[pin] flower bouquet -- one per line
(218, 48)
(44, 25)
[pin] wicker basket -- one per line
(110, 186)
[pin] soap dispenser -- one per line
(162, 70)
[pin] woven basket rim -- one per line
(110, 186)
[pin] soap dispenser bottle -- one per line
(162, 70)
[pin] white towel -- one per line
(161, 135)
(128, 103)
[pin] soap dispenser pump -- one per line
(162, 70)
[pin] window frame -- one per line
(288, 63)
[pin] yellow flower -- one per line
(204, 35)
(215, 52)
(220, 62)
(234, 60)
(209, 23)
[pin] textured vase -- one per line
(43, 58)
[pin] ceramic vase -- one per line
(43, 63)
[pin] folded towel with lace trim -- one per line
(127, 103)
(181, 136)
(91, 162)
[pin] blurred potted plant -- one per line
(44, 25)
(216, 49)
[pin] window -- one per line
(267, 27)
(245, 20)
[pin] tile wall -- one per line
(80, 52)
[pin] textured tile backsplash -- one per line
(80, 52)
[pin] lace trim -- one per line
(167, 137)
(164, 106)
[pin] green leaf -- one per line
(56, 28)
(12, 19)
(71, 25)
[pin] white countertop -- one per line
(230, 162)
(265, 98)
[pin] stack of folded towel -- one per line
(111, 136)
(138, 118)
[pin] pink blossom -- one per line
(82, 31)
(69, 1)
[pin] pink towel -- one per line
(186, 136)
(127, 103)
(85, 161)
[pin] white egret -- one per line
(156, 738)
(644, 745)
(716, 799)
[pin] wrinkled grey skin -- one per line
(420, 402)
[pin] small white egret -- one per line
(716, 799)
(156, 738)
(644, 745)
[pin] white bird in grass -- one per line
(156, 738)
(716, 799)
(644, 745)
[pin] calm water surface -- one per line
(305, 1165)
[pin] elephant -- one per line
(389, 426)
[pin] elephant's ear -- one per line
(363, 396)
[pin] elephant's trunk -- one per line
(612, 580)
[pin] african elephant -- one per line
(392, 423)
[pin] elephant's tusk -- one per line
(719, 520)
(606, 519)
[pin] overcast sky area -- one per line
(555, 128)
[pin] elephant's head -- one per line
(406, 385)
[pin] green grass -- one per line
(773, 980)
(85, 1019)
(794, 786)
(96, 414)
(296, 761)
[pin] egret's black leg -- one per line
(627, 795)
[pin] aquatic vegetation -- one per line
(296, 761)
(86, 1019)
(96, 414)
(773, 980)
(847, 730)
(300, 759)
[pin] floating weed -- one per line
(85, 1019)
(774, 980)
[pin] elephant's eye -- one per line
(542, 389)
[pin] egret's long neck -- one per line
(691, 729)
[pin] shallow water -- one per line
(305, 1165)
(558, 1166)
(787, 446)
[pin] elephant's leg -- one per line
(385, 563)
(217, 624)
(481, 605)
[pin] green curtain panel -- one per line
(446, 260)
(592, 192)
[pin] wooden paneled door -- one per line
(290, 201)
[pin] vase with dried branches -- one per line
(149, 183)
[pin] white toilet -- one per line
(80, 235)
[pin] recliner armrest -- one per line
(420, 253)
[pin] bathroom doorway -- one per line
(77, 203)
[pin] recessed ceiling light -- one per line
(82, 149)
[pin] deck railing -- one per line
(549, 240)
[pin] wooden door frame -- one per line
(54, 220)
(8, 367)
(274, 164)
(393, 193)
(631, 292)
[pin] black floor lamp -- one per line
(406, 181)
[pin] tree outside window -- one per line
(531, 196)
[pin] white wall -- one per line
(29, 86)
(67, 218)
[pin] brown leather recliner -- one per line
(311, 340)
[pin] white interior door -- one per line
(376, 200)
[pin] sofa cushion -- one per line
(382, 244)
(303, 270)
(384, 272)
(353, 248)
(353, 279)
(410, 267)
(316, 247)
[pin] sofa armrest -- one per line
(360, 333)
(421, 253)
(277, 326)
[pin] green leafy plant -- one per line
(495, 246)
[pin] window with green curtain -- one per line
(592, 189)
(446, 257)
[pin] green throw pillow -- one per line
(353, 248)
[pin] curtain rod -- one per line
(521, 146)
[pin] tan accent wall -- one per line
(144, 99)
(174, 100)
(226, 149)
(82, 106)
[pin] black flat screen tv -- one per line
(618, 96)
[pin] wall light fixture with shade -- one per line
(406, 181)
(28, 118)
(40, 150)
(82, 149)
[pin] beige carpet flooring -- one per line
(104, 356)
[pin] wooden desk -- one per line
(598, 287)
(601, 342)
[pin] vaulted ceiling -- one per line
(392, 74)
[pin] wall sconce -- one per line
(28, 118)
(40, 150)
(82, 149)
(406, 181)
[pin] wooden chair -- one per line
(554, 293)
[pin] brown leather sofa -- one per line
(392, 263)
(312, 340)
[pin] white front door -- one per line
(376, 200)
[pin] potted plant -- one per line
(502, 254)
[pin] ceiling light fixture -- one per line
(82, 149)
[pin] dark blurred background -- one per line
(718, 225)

——

Starting at the line with "[pin] tan accent wall -- one per line", copy every line up to and including the last one in the entries above.

▶ [The output]
[pin] tan accent wall -- one per line
(144, 99)
(174, 100)
(226, 149)
(82, 106)
[pin] black flat screen tv -- one per line
(618, 96)
[pin] wall light fixture with shade -- one per line
(406, 181)
(28, 118)
(40, 150)
(82, 149)
[pin] beige carpet flooring -- one per line
(104, 356)
[pin] wooden desk -- one per line
(598, 287)
(601, 342)
[pin] vaulted ceiling -- one per line
(392, 74)
[pin] wall sconce -- one per line
(28, 118)
(40, 150)
(82, 149)
(406, 181)
[pin] wooden chair -- one per line
(554, 293)
[pin] brown leather sofa -- one per line
(392, 263)
(312, 340)
[pin] white front door -- one per line
(376, 200)
[pin] potted plant -- one per line
(502, 254)
[pin] ceiling light fixture -- one per line
(82, 149)
[pin] dark blurred background -- one per line
(718, 225)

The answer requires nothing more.